'''

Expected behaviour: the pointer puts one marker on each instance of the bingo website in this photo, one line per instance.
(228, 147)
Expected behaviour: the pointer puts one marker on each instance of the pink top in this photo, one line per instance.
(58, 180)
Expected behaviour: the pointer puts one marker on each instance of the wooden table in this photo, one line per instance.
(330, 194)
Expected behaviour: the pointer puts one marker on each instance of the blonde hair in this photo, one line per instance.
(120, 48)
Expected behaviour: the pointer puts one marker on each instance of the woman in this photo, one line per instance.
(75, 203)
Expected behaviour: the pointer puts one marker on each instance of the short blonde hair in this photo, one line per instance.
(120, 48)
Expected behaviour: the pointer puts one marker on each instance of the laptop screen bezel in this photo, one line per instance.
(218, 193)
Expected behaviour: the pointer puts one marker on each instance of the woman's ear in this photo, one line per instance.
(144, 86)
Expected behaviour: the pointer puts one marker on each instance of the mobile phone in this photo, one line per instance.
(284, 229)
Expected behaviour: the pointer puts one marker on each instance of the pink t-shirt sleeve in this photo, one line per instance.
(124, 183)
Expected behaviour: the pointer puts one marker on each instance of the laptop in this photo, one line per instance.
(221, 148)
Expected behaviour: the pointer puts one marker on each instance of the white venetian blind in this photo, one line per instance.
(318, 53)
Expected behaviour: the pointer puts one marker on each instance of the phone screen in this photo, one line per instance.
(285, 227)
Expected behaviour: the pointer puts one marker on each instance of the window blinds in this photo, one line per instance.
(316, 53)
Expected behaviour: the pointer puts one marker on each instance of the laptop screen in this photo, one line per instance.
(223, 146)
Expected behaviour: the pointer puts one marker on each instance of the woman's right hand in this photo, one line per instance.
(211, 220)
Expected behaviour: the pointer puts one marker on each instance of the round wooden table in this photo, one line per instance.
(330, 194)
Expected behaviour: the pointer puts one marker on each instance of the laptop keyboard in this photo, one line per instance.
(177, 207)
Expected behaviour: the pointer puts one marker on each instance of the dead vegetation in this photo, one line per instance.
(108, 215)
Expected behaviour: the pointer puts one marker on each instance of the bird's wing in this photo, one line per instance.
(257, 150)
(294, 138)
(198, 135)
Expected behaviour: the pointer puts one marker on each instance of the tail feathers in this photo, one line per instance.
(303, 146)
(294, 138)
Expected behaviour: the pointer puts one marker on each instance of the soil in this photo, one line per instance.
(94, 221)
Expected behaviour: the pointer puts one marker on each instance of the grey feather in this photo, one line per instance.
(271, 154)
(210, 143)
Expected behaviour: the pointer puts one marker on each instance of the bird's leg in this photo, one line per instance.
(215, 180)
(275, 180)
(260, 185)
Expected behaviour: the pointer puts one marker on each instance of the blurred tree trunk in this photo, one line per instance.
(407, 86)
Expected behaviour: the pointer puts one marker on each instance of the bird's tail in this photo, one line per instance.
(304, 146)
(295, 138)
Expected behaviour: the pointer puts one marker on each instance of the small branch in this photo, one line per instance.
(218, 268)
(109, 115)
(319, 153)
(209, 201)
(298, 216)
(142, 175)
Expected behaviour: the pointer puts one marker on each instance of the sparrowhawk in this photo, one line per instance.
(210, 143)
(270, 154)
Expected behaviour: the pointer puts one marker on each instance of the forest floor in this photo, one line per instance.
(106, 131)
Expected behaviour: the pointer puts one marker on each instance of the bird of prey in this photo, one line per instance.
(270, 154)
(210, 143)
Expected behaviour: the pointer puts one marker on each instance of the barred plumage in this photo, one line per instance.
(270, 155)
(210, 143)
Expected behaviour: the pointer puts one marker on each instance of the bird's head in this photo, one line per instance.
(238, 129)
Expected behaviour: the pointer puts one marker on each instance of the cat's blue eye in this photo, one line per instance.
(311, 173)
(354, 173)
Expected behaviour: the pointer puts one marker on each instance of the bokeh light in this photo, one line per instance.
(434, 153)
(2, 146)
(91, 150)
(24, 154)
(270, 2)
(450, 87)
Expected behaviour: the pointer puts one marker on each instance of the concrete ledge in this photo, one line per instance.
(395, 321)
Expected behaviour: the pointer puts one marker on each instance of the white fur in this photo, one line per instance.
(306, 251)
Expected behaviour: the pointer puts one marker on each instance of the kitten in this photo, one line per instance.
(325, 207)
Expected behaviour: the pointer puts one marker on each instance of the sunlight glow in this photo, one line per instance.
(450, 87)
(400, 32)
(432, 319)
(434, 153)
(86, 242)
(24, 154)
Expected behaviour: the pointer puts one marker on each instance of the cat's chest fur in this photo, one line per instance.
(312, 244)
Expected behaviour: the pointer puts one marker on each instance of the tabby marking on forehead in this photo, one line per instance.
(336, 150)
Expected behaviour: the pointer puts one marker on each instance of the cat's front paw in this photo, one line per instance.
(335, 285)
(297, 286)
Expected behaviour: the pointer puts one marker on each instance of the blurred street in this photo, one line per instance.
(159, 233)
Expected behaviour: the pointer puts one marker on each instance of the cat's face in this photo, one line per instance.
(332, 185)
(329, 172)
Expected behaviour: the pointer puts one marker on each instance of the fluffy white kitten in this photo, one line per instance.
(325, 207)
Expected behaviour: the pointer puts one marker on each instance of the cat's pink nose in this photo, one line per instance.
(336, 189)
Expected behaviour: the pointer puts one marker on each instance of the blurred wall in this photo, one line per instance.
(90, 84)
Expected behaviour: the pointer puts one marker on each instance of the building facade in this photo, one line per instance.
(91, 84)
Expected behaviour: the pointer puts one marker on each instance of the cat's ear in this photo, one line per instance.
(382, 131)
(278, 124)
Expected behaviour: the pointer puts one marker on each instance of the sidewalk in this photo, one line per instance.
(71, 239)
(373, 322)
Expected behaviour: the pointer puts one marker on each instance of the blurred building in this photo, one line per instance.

'''

■ GIVEN PROBLEM ■
Give a word-for-word copy of the records.

■ CORRECT RESPONSE ■
Expected behaviour: the pointer puts one marker on each instance of the bingo website in this photo, one line per instance.
(228, 147)
Expected behaviour: the pointer puts one marker on each instance of the pink top in this photo, one line per instance.
(58, 180)
Expected behaviour: the pointer puts one marker on each instance of the wooden table in this photo, one line per instance.
(330, 194)
Expected behaviour: the pointer puts one marker on each instance of the blonde hair in this photo, one line per instance.
(120, 48)
Expected behaviour: the pointer puts one marker on each instance of the woman in this photo, one line per instance.
(75, 203)
Expected behaviour: the pointer puts one marker on each instance of the short blonde hair in this photo, one line per instance.
(120, 48)
Expected behaviour: the pointer puts one marker on each instance of the laptop screen bezel in this photo, one line per instance.
(218, 193)
Expected behaviour: the pointer puts one marker on each instance of the woman's ear in this photo, one line per instance.
(144, 86)
Expected behaviour: the pointer puts one marker on each instance of the mobile phone in this photo, one line per instance.
(284, 229)
Expected behaviour: the pointer puts one marker on each instance of the pink t-shirt sleeve in this photo, one line per instance.
(124, 183)
Expected behaviour: the pointer puts one marker on each instance of the laptop in this photo, one line per instance.
(221, 148)
Expected behaviour: the pointer puts one marker on each instance of the white venetian blind in this photo, one line per instance.
(318, 53)
Expected behaviour: the pointer puts one marker on each instance of the phone screen in this photo, one line per instance.
(285, 227)
Expected behaviour: the pointer puts one marker on each instance of the window blinds in this photo, one line per instance.
(316, 53)
Expected behaviour: the pointer puts one marker on each instance of the laptop screen in this photo, one line per instance.
(223, 146)
Expected behaviour: the pointer puts one marker on each instance of the woman's right hand in this photo, one line per instance.
(211, 220)
Expected behaviour: the pointer puts one marker on each instance of the round wooden table in this photo, one line per instance.
(330, 194)
Expected behaviour: the pointer puts one marker on each instance of the laptop keyboard in this photo, one line per instance.
(177, 207)
Expected behaviour: the pointer puts one marker on each instance of the dead vegetation in this photo, one line per instance.
(108, 215)
Expected behaviour: the pointer puts one marker on each instance of the bird's wing in this photo, one line per instance.
(257, 150)
(294, 138)
(198, 135)
Expected behaviour: the pointer puts one marker on each instance of the tail feathers in this photo, one line per instance.
(303, 146)
(294, 138)
Expected behaviour: the pointer puts one marker on each instance of the soil in this photo, one line per instance.
(94, 221)
Expected behaviour: the pointer puts one marker on each instance of the grey feather in this photo, one line per instance.
(271, 154)
(210, 143)
Expected behaviour: the pointer puts one marker on each instance of the bird's leg in this photo, one line per instance.
(215, 180)
(275, 180)
(260, 185)
Expected behaviour: the pointer puts one marker on each instance of the blurred tree trunk in this photo, one line per instance.
(407, 86)
Expected behaviour: the pointer puts one marker on each instance of the bird's tail in this photo, one line per instance.
(304, 146)
(295, 138)
Expected behaviour: the pointer puts one marker on each instance of the small branch in this photo, one line per instance.
(218, 268)
(109, 115)
(319, 153)
(209, 201)
(298, 216)
(142, 175)
Expected behaviour: the pointer puts one marker on each instance of the sparrowhawk in this photo, one line per instance.
(210, 143)
(270, 154)
Expected behaviour: the pointer puts one marker on each instance of the forest floor in this photo, one line per instance.
(106, 131)
Expected behaviour: the pointer puts one marker on each instance of the bird of prey in this photo, one line per instance.
(270, 154)
(210, 143)
Expected behaviour: the pointer puts one marker on each instance of the barred plumage in this photo, one line per instance.
(270, 155)
(210, 143)
Expected behaviour: the pointer puts one marker on each instance of the bird's head in this photo, one line per instance.
(238, 129)
Expected behaviour: the pointer puts one marker on each instance of the cat's blue eye in this photo, one line per instance.
(311, 173)
(354, 173)
Expected behaviour: the pointer puts one marker on each instance of the bokeh light in this photo, one line per instance.
(434, 153)
(2, 146)
(91, 150)
(24, 154)
(270, 2)
(450, 87)
Expected behaviour: the pointer puts one marker on each instance of the concrete ledge in this photo, one line per instance.
(395, 321)
Expected behaviour: the pointer puts one marker on each instance of the white fur in this photo, one line per instance.
(306, 251)
Expected behaviour: the pointer puts one marker on each instance of the kitten in this photo, one line per instance.
(325, 207)
Expected behaviour: the pointer puts one marker on each instance of the sunlight glow in this photo, one line per instance.
(450, 87)
(400, 32)
(432, 319)
(434, 153)
(86, 242)
(24, 154)
Expected behaviour: the pointer puts one marker on each instance of the cat's chest fur in this photo, one line per instance.
(312, 244)
Expected behaviour: the pointer puts one marker on each instance of the tabby marking on forehead in this photo, one line per instance.
(336, 150)
Expected behaviour: the pointer puts one marker on each instance of the cat's front paw in this photo, one line per instance.
(335, 285)
(297, 286)
Expected behaviour: the pointer puts one marker on each instance of the blurred street in this photo, one line per instance.
(159, 233)
Expected behaviour: the pointer puts one marker on each instance of the cat's face in this photo, one line per instance.
(332, 185)
(329, 172)
Expected behaviour: the pointer puts one marker on each instance of the fluffy white kitten in this photo, one line per instance.
(325, 207)
Expected behaviour: the pointer puts one marker on each instance of the cat's pink nose in this photo, one line per instance.
(336, 189)
Expected behaviour: the pointer puts one marker on each instance of the blurred wall in this photo, one line per instance.
(90, 84)
Expected behaviour: the pointer puts one marker on each instance of the building facade in this photo, one line per instance.
(91, 84)
Expected behaviour: the pointer puts one marker on each instance of the cat's ear in this photo, one line per instance.
(382, 131)
(278, 124)
Expected behaviour: the pointer puts one marker on each instance of the sidewalk in this photo, one line per instance.
(71, 239)
(373, 322)
Expected behaviour: the pointer puts one marker on each instance of the blurred building in this photo, one line per instance.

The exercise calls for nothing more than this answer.